Set problem
Rewrite the material starting with the line with "one marker per instance, written like [315,388]" and going on through the line with "Target: sliding glass door", replacing "sliding glass door" with "patio door" and leaving everything else unchanged.

Stored data
┌──
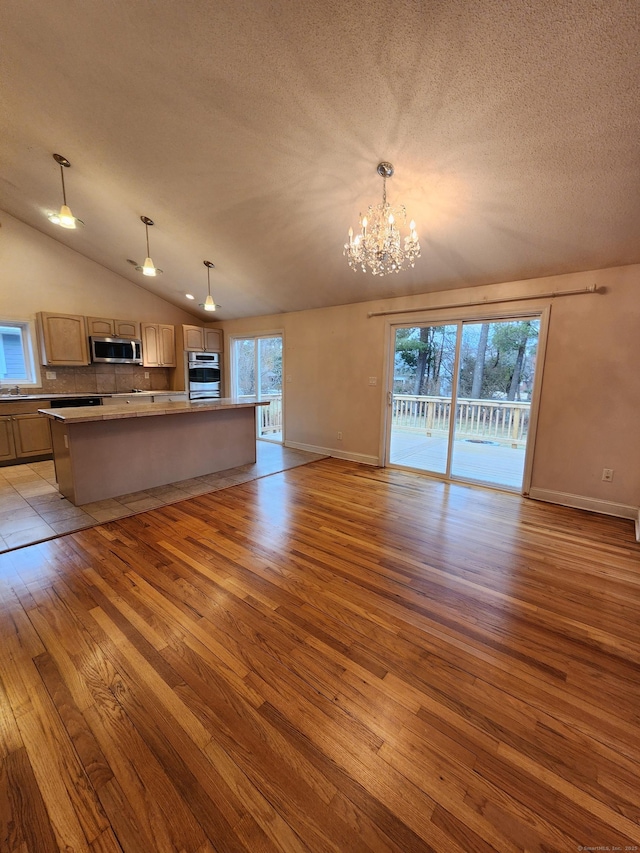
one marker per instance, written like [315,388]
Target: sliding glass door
└──
┌──
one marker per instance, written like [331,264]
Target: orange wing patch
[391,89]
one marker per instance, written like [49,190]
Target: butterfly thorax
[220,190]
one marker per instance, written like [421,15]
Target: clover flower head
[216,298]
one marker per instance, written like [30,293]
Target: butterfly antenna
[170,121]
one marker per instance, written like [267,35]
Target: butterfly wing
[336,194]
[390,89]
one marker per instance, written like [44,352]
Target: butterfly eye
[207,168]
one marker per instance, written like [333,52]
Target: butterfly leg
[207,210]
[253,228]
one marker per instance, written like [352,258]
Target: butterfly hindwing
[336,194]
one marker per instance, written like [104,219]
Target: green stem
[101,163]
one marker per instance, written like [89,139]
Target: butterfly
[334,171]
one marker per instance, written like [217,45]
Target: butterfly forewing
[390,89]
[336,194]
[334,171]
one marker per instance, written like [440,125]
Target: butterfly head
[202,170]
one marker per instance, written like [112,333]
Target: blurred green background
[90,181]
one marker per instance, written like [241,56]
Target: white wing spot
└──
┌──
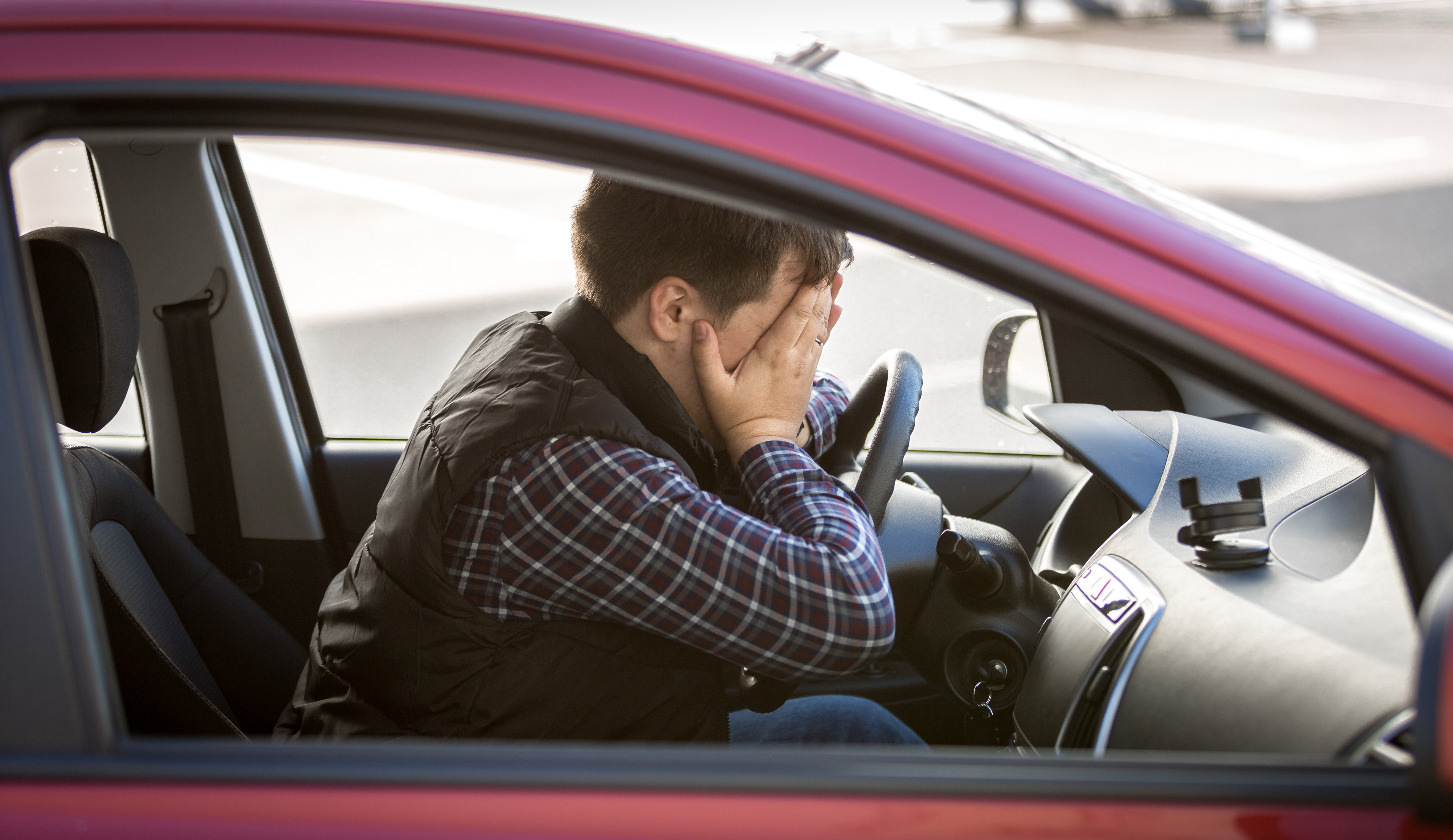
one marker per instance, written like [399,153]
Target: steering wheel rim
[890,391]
└──
Exercise response
one marker per instance, written like [315,388]
Target: patio door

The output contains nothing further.